◆ EXTRAIT:
Mais, dans le modèle québécois, M. le Président, il y a un élément qui reste un élément fondamental, et je pense que ce gouvernement devrait s'inspirer de ça, je pense que le ministre du Travail pourrait venir nous confirmer cette prétention et que tout le monde, on serait probablement gagnants si on pouvait s'entendre sur le fait que la concertation est un des piliers du modèle québécois. Et, en ce sens-là, je pourrais vous citer un autre article, M. le Président, ou c'est un éditorial, je crois, où on dit: Faut se parler! C'est un éditorial de Josée Boileau, du Devoir.
Et je pense que, effectivement, il est dommage qu'au Québec on songe à forcer le changement à l'encontre de la volonté des grands groupes de la société québécoise. Je pense que les grands changements, les grandes choses que l'on fait, on les fait et on les a faites au Québec à partir de consensus. Et je pense que le ministre du Travail devrait venir nous dire s'il est en accord avec ce qu'on retrouve dans le projet de loi n° 8, comment il voit ça, comment il voit le rôle des institutions qu'on a mises en place.
Alors, M. le Président, pour atteindre ces consensus, il faut vraiment que le ministre du Travail participe au débat, et c'est ce que, nous, de l'opposition officielle, nous lui offrons avec cette motion demandant qu'il soit convoqué par la commission des affaires sociales pour le projet de loi n° 8. Voilà, M. le Président.
Le Président (M. Copeman): Merci beaucoup, M. le député. J'imagine, après un tel plaidoyer, qu'il ne reste plus rien à dire. Est-ce qu'on est prêts à passer au vote, chers collègues? Non? M. le député de Joliette, vous voulez intervenir sur la motion? Très bien, vous avez...
M. Valois: Non, c'est parce que je donnais l'opportunité au parti gouvernemental, étant donné qu'on fonctionne souvent par alternance, de se manifester.
Le Président (M. Copeman): C'est gentil de votre part, M. le député. Alors, la parole est à vous, pour un maximum de 30 minutes, en tant que représentant du chef de l'opposition.

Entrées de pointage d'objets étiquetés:
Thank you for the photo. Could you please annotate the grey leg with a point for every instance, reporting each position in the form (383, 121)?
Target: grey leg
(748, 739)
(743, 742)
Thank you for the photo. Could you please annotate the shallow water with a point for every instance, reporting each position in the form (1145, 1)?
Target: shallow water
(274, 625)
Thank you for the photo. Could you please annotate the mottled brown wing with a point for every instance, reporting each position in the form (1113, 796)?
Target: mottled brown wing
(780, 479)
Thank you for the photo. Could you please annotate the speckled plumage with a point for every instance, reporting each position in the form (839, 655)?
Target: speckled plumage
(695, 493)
* * *
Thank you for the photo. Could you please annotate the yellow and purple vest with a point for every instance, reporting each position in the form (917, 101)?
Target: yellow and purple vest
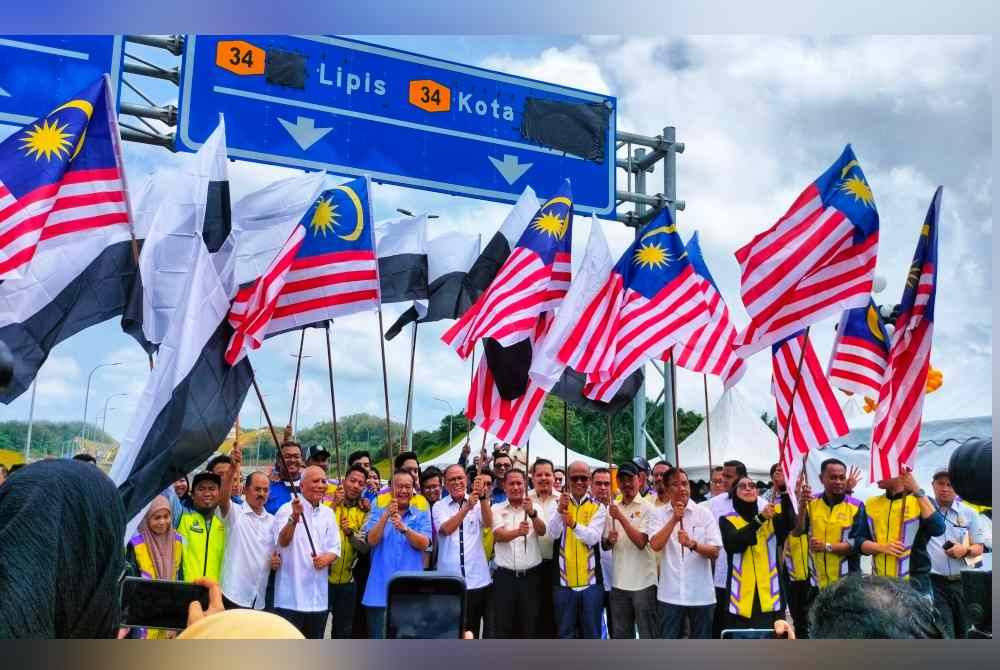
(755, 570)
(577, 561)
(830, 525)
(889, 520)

◆ CONSIGNES DE TRAVAIL:
Répondez aux questions suivantes sur le débat parlementaire de l'extrait.
(a) Qui signe l'éditorial intitulé « Faut se parler! », et dans quel journal a-t-il paru ?
(b) Devant quelle commission l'opposition officielle demande-t-elle que le ministre du Travail soit convoqué, et pour quel projet de loi ?
(c) Dans sa dernière réplique, quelle durée maximale le président accorde-t-il au député pour intervenir, et à quel titre ?

◆ RÉSULTAT ATTENDU:
(a) Josée Boileau, dans Le Devoir.
(b) La commission des affaires sociales, pour le projet de loi n° 8.
(c) Un maximum de 30 minutes, en tant que représentant du chef de l'opposition.